+++ RECORDS TO USE +++

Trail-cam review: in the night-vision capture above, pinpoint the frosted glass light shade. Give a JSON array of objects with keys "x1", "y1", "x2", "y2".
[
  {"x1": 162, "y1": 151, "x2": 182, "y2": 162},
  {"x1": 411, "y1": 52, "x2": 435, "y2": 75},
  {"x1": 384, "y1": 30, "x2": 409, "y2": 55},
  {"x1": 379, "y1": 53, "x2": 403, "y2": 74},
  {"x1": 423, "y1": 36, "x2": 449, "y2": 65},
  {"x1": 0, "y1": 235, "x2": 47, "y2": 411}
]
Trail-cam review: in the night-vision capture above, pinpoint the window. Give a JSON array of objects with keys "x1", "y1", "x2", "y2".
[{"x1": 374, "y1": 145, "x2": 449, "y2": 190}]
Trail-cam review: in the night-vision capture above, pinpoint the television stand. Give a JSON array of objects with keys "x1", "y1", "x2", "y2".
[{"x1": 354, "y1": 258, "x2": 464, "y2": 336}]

+++
+++ RECORDS TO USE +++

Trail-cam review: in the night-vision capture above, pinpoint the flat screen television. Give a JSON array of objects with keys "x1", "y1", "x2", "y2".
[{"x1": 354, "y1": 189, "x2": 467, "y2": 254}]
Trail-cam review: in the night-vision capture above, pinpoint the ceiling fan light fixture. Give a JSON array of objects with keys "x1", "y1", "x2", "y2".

+++
+++ RECORDS TO USE +++

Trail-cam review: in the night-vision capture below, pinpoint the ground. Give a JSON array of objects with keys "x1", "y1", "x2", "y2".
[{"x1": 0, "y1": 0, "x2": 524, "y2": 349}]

+++

**TASK TO CARRY OUT**
Starting with the line above that holds "pinpoint the flat" and stopping with the line that holds "pinpoint the ceiling", reproduce each line exactly, omitting all other lines.

**FINAL ANSWER**
Trail-cam review: in the night-vision capture above, pinpoint the flat screen television. Give a JSON array of objects with keys "x1", "y1", "x2", "y2".
[{"x1": 354, "y1": 189, "x2": 467, "y2": 254}]
Trail-cam review: in the night-vision capture above, pinpoint the ceiling fan light fixture. Give a JSON array of objects with keys "x1", "y1", "x2", "y2".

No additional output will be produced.